### EXERCISE INPUT

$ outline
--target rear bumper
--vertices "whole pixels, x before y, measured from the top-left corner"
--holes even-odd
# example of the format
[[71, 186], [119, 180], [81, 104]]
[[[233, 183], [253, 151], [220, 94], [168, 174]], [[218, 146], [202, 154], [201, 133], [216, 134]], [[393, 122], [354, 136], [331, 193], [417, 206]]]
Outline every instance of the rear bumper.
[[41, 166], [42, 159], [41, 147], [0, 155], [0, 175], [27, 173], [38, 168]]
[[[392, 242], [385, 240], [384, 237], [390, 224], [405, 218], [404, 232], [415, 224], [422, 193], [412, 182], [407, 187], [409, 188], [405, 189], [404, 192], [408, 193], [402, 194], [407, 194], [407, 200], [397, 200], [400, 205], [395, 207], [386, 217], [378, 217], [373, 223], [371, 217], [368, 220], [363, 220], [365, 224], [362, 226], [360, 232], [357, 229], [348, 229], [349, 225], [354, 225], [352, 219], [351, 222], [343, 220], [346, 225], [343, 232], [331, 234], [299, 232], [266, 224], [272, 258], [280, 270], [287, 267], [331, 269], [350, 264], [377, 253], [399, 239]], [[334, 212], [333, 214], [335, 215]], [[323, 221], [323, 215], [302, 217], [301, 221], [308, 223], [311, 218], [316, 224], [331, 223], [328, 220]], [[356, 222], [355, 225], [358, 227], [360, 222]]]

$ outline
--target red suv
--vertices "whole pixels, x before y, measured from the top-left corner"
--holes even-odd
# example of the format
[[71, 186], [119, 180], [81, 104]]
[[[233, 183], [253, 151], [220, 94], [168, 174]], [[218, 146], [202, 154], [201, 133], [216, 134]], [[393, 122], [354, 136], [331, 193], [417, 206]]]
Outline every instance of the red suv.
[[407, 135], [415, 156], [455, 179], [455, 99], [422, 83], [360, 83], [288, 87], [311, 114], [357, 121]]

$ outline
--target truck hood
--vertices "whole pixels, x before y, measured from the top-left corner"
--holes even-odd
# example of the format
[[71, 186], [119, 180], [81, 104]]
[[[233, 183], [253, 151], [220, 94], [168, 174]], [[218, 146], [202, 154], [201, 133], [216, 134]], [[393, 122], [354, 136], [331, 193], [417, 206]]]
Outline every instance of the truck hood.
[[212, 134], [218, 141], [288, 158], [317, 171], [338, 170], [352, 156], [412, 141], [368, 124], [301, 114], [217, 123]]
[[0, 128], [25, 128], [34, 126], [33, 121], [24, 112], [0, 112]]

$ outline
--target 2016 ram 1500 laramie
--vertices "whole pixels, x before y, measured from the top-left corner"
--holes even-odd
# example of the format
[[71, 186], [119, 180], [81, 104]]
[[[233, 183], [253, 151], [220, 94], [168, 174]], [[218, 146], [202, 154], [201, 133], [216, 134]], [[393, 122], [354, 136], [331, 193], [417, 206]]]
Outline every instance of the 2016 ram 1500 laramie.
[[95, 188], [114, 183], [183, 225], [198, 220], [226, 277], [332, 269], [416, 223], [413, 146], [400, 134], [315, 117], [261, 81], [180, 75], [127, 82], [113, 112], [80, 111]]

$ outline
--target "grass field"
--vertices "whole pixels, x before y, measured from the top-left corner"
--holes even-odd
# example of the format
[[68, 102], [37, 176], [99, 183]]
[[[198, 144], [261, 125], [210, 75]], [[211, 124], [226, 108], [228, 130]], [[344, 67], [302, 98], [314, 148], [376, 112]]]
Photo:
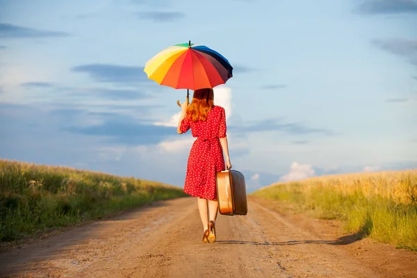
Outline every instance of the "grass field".
[[417, 170], [314, 177], [253, 195], [315, 218], [342, 220], [345, 232], [417, 251]]
[[156, 182], [0, 160], [0, 241], [183, 196]]

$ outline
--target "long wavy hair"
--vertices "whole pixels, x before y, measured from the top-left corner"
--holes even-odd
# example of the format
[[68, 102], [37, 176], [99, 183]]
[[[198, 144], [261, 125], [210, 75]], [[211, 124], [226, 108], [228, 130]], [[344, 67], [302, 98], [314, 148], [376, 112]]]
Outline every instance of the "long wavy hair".
[[214, 92], [212, 88], [194, 91], [193, 100], [187, 109], [187, 116], [193, 122], [207, 120], [207, 113], [214, 106]]

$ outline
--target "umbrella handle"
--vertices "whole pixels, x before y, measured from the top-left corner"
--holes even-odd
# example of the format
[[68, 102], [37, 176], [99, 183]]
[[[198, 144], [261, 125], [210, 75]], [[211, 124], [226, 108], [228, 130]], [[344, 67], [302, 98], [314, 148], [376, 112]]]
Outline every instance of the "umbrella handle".
[[[187, 90], [187, 104], [190, 104], [190, 94], [188, 92], [188, 90]], [[179, 103], [179, 100], [177, 101], [177, 104], [181, 107], [181, 104]]]

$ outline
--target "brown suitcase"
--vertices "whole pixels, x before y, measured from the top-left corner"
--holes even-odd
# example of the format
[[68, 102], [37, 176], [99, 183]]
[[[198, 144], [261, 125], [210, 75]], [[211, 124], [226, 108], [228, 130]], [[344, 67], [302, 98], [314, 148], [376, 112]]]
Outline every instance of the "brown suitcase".
[[247, 213], [246, 184], [243, 174], [236, 170], [216, 174], [219, 211], [224, 215], [245, 215]]

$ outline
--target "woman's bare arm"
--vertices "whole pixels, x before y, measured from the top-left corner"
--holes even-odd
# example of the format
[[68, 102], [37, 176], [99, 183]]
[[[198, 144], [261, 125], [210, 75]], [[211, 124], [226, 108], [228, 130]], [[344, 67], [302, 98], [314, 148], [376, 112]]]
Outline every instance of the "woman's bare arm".
[[224, 163], [226, 164], [226, 169], [231, 169], [231, 163], [230, 163], [230, 157], [229, 156], [227, 136], [220, 138], [220, 145], [222, 145], [222, 149], [223, 149], [223, 154], [224, 154]]
[[179, 134], [182, 133], [182, 131], [179, 130], [179, 126], [181, 126], [181, 122], [182, 122], [184, 117], [186, 116], [186, 113], [187, 113], [187, 108], [188, 108], [188, 104], [187, 103], [187, 101], [182, 104], [181, 105], [181, 115], [179, 116], [179, 120], [178, 121], [178, 126], [177, 126], [177, 132], [178, 132]]

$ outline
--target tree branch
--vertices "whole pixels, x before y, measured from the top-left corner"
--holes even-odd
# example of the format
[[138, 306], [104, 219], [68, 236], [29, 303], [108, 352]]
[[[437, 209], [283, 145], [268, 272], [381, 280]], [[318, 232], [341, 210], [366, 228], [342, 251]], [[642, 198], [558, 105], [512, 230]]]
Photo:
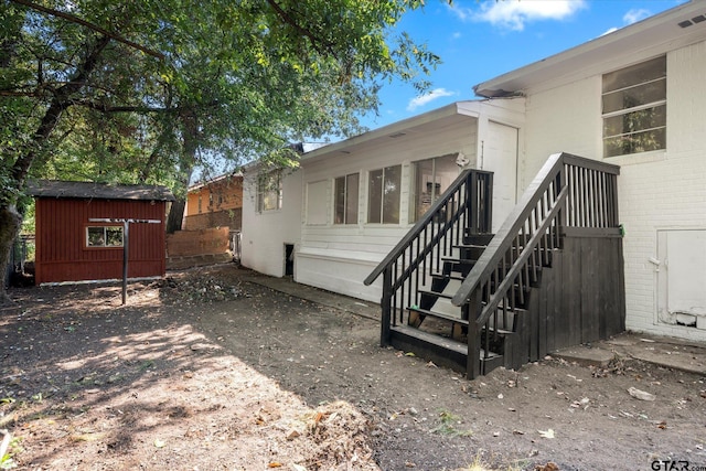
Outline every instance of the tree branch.
[[31, 1], [28, 0], [10, 0], [12, 3], [17, 3], [17, 4], [21, 4], [28, 8], [31, 8], [32, 10], [36, 10], [36, 11], [41, 11], [42, 13], [47, 13], [51, 14], [53, 17], [58, 17], [58, 18], [63, 18], [64, 20], [71, 21], [72, 23], [77, 23], [81, 24], [82, 26], [86, 26], [90, 30], [97, 31], [100, 34], [108, 36], [110, 39], [114, 39], [118, 42], [121, 42], [122, 44], [127, 44], [130, 47], [137, 49], [139, 51], [142, 51], [145, 54], [149, 54], [153, 57], [163, 60], [164, 58], [164, 54], [157, 52], [157, 51], [152, 51], [151, 49], [148, 49], [143, 45], [140, 45], [136, 42], [132, 42], [128, 39], [125, 39], [120, 35], [118, 35], [117, 33], [114, 33], [111, 31], [108, 31], [104, 28], [98, 26], [97, 24], [93, 24], [86, 20], [82, 20], [81, 18], [76, 17], [75, 14], [71, 14], [71, 13], [65, 13], [63, 11], [58, 11], [58, 10], [54, 10], [52, 8], [46, 8], [46, 7], [42, 7], [41, 4], [36, 4], [33, 3]]
[[319, 47], [319, 44], [321, 43], [323, 45], [323, 47], [329, 51], [329, 53], [333, 56], [335, 56], [335, 52], [333, 51], [333, 47], [331, 46], [330, 43], [323, 42], [320, 38], [318, 38], [314, 33], [312, 33], [311, 31], [309, 31], [308, 29], [299, 25], [299, 23], [297, 23], [297, 21], [291, 18], [289, 15], [289, 13], [287, 13], [285, 10], [282, 10], [282, 8], [279, 6], [279, 3], [277, 3], [276, 0], [267, 0], [267, 3], [272, 8], [272, 10], [275, 10], [275, 12], [277, 13], [277, 15], [286, 23], [289, 24], [291, 28], [293, 28], [299, 34], [301, 34], [304, 38], [308, 38], [309, 41], [311, 41], [311, 45], [313, 46], [313, 49], [319, 53], [319, 54], [323, 54], [323, 51]]

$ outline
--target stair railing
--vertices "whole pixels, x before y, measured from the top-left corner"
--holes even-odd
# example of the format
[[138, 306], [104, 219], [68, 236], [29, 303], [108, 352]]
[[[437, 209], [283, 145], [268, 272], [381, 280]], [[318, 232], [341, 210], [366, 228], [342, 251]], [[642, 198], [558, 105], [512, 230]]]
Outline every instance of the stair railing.
[[366, 286], [383, 275], [381, 344], [389, 344], [391, 327], [404, 322], [407, 307], [419, 303], [419, 289], [442, 258], [463, 243], [464, 234], [491, 231], [493, 174], [462, 171], [431, 207], [365, 278]]
[[[618, 227], [620, 168], [568, 153], [549, 157], [520, 203], [466, 277], [451, 302], [469, 322], [468, 375], [481, 372], [499, 327], [525, 302], [567, 227]], [[481, 349], [484, 358], [481, 358]]]

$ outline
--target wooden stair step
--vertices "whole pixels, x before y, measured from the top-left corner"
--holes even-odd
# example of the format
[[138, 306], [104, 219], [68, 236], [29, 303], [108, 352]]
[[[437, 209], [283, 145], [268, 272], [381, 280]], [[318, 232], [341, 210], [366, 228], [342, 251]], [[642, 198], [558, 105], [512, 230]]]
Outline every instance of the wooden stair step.
[[453, 293], [431, 291], [431, 290], [419, 290], [419, 295], [434, 296], [435, 298], [445, 298], [445, 299], [453, 298]]
[[430, 315], [430, 317], [436, 318], [436, 319], [443, 319], [446, 321], [454, 322], [457, 324], [468, 325], [468, 320], [467, 319], [454, 318], [453, 315], [447, 314], [446, 312], [432, 311], [430, 309], [416, 308], [414, 306], [407, 308], [407, 310], [408, 311], [413, 311], [413, 312], [418, 312], [418, 313], [424, 314], [424, 315]]
[[462, 277], [460, 275], [445, 275], [438, 271], [435, 271], [431, 274], [431, 278], [436, 278], [436, 279], [450, 279], [450, 280], [458, 280], [458, 281], [463, 281], [466, 279], [466, 277]]
[[[413, 352], [416, 356], [447, 366], [458, 372], [467, 371], [468, 344], [440, 335], [425, 332], [409, 325], [391, 327], [391, 344], [404, 352]], [[490, 371], [503, 365], [503, 355], [481, 350], [481, 371]]]

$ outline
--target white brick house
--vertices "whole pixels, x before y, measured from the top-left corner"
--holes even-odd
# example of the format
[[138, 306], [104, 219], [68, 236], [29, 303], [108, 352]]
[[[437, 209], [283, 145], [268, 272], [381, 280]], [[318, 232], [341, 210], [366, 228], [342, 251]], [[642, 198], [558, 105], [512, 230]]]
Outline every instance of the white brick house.
[[[494, 171], [503, 207], [548, 156], [569, 152], [621, 168], [627, 328], [706, 341], [705, 20], [706, 2], [680, 6], [483, 82], [479, 101], [309, 152], [271, 212], [247, 197], [246, 178], [243, 263], [282, 276], [284, 245], [295, 245], [297, 281], [378, 301], [379, 287], [362, 280], [414, 222], [417, 162], [453, 156]], [[376, 222], [371, 188], [383, 169], [399, 172], [398, 214]], [[350, 195], [336, 182], [352, 174], [356, 214], [344, 224], [336, 194]]]
[[[559, 151], [621, 167], [627, 328], [693, 340], [706, 340], [704, 20], [705, 2], [686, 3], [474, 87], [484, 97], [524, 97], [521, 185]], [[649, 61], [664, 62], [659, 76], [631, 77]], [[608, 83], [616, 77], [628, 82], [611, 108]], [[661, 129], [661, 141], [608, 157], [603, 125], [614, 116], [624, 125], [631, 105], [634, 113], [665, 109], [649, 125]]]

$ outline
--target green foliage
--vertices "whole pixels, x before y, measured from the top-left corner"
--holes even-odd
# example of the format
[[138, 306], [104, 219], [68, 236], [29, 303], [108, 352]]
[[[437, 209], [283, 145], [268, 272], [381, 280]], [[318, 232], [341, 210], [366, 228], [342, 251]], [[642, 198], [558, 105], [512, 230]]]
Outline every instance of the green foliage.
[[357, 133], [381, 81], [439, 63], [388, 36], [421, 1], [42, 3], [55, 14], [3, 3], [2, 201], [21, 190], [9, 168], [28, 154], [34, 176], [175, 184], [214, 156], [243, 162]]
[[456, 426], [460, 424], [459, 417], [448, 410], [439, 410], [439, 425], [431, 429], [432, 433], [441, 433], [453, 437], [470, 437], [472, 430], [458, 430]]

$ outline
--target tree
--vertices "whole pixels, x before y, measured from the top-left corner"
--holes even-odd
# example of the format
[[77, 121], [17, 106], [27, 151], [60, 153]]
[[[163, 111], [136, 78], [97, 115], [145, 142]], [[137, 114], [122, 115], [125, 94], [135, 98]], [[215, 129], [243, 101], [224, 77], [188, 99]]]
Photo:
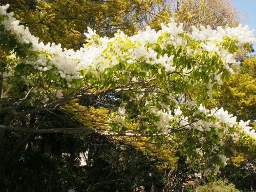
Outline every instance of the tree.
[[[234, 74], [229, 82], [221, 89], [217, 99], [222, 105], [236, 115], [238, 120], [246, 118], [255, 127], [256, 59], [249, 57], [239, 65], [233, 67]], [[241, 142], [227, 142], [226, 151], [232, 157], [227, 166], [222, 169], [220, 177], [232, 182], [237, 188], [250, 190], [255, 186], [254, 153]]]
[[[222, 146], [225, 139], [236, 141], [236, 135], [246, 133], [251, 136], [243, 138], [253, 146], [253, 130], [215, 108], [211, 99], [229, 76], [228, 63], [234, 62], [238, 44], [249, 47], [254, 40], [247, 28], [193, 28], [189, 34], [173, 22], [157, 32], [147, 28], [129, 37], [120, 32], [112, 38], [89, 29], [86, 47], [74, 51], [39, 43], [6, 13], [7, 8], [1, 10], [0, 40], [9, 55], [1, 76], [2, 130], [83, 131], [168, 141], [180, 148], [191, 166], [203, 165], [206, 175], [218, 172], [228, 159]], [[130, 99], [112, 112], [100, 129], [97, 124], [71, 131], [6, 125], [11, 119], [13, 125], [22, 125], [23, 117], [84, 95], [117, 92]]]

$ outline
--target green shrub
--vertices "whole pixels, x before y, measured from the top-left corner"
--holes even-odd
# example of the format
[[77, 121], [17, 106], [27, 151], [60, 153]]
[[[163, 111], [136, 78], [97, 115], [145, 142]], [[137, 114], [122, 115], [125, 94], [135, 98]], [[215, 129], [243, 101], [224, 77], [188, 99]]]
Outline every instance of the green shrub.
[[196, 189], [196, 192], [240, 192], [232, 183], [228, 183], [227, 180], [218, 180], [199, 186]]

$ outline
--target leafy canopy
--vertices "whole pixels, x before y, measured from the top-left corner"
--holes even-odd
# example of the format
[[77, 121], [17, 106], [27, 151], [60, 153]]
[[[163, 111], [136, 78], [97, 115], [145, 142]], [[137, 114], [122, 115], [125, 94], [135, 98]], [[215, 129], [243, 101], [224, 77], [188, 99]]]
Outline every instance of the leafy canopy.
[[87, 43], [74, 51], [39, 42], [8, 7], [0, 7], [0, 42], [8, 55], [1, 67], [0, 113], [23, 116], [84, 95], [121, 92], [130, 99], [112, 112], [106, 126], [86, 130], [168, 142], [206, 176], [228, 160], [226, 139], [254, 146], [249, 122], [237, 122], [212, 99], [229, 78], [239, 46], [249, 49], [255, 40], [248, 27], [194, 27], [188, 33], [173, 21], [157, 32], [148, 27], [110, 38], [89, 28]]

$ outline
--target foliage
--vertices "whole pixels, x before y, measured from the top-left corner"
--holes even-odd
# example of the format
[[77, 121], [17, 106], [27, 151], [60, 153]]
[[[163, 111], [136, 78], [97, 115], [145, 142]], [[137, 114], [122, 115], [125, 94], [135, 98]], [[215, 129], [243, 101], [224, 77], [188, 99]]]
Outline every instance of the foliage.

### WHAT IS REQUIRED
Count the lines of the listing above that contain the string "stair", and give only that number.

### FINAL ANSWER
4